- SOURCE MATERIAL:
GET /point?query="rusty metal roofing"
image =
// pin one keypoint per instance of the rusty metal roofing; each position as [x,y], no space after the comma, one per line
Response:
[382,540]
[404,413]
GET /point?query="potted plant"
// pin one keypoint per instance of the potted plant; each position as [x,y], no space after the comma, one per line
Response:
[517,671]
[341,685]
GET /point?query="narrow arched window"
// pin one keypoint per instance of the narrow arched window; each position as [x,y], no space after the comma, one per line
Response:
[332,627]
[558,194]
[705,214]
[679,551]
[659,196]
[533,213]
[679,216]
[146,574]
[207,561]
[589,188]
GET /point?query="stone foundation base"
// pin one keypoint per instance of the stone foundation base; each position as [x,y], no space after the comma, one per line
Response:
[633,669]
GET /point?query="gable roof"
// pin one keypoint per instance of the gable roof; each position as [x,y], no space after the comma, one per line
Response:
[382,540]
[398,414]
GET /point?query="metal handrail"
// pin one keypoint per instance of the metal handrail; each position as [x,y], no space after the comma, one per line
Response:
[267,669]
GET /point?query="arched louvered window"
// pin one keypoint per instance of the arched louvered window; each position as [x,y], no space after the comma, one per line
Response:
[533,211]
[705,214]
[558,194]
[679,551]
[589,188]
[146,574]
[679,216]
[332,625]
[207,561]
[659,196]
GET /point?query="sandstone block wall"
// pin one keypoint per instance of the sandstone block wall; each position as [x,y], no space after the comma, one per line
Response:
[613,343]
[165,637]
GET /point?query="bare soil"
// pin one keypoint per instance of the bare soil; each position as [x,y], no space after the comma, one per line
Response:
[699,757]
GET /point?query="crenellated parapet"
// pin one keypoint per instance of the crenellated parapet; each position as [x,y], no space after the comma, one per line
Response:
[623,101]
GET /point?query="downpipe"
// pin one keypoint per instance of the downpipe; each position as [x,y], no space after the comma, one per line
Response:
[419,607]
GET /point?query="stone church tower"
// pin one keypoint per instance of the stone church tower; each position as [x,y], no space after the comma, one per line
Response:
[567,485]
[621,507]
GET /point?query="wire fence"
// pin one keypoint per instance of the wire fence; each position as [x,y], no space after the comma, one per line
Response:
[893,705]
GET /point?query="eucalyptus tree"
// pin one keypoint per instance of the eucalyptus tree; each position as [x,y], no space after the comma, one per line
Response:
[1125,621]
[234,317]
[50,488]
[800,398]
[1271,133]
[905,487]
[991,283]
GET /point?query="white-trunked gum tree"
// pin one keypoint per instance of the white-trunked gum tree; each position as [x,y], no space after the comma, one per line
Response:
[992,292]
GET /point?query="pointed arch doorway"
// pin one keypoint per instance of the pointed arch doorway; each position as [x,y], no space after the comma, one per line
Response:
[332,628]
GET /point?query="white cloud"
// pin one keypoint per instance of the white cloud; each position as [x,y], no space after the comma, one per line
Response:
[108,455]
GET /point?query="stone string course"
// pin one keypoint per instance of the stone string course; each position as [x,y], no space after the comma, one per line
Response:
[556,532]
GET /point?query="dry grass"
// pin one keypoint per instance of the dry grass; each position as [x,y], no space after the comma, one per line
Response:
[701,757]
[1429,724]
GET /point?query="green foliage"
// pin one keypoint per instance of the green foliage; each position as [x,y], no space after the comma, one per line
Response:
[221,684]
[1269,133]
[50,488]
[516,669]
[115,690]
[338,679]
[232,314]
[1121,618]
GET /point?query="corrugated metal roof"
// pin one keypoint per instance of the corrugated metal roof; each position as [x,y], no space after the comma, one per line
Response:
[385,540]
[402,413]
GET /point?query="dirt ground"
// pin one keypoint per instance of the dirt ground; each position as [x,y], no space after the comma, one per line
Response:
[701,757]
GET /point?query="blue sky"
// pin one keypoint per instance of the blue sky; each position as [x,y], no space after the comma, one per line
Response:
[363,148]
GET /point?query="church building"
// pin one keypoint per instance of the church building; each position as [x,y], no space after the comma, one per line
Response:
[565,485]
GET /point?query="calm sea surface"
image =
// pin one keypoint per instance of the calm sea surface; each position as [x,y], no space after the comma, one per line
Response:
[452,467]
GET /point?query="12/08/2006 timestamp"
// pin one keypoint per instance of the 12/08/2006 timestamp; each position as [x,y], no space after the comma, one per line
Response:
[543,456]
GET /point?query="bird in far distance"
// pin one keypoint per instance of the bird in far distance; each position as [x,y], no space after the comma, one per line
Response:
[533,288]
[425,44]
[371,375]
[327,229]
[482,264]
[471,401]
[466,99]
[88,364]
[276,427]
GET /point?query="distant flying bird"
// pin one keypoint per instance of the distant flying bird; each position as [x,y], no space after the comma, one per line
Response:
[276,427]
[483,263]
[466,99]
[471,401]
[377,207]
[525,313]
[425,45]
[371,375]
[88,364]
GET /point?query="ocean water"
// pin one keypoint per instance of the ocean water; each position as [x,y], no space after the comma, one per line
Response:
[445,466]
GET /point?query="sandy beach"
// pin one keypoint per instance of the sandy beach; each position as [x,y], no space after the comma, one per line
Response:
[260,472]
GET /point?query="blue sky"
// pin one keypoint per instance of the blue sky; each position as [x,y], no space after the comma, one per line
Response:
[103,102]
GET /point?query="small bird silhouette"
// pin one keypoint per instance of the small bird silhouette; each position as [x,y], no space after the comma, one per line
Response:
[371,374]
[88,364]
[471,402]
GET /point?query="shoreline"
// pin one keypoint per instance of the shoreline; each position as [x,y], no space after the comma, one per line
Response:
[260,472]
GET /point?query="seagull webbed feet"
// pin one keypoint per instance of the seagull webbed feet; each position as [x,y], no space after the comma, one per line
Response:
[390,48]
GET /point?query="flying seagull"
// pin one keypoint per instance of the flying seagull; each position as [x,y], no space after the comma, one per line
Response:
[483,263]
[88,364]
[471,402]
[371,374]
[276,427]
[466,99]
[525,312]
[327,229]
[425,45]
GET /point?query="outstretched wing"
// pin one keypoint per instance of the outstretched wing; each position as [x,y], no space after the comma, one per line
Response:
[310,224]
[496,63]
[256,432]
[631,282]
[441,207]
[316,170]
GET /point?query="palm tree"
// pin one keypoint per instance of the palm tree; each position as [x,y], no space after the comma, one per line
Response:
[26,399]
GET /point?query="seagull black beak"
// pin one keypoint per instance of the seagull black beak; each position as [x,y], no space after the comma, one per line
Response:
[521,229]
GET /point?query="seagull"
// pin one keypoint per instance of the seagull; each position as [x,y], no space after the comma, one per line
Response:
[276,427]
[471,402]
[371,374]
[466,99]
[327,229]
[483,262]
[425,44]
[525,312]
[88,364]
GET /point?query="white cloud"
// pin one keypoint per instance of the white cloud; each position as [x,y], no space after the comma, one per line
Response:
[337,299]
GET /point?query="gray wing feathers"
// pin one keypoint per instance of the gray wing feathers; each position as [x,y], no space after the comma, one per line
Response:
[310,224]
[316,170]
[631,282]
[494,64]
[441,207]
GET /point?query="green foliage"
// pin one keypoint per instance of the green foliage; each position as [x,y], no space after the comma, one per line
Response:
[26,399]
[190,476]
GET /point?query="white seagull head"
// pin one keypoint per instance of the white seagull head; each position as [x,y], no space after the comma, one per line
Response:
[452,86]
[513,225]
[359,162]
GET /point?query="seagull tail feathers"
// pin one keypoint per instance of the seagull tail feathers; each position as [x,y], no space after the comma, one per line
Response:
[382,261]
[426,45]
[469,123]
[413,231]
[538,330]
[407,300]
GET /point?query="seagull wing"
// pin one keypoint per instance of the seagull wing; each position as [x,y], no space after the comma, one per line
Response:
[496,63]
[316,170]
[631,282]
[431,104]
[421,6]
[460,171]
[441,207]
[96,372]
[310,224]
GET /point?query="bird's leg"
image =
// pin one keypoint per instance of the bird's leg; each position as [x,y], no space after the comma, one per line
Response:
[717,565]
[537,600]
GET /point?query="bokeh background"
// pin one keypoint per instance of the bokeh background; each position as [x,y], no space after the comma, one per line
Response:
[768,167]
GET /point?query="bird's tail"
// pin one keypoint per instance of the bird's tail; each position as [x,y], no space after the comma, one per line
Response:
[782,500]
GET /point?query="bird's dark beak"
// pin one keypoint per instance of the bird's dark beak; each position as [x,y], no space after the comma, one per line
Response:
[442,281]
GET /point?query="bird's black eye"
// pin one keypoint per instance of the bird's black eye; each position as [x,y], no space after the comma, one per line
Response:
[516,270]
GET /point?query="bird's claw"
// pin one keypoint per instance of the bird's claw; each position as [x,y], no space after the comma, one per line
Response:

- PROBLEM REQUIREMENTS: Across the preceding records, count the lines with the word "timestamp" in them and give that figure alone.

- ANSWER: 2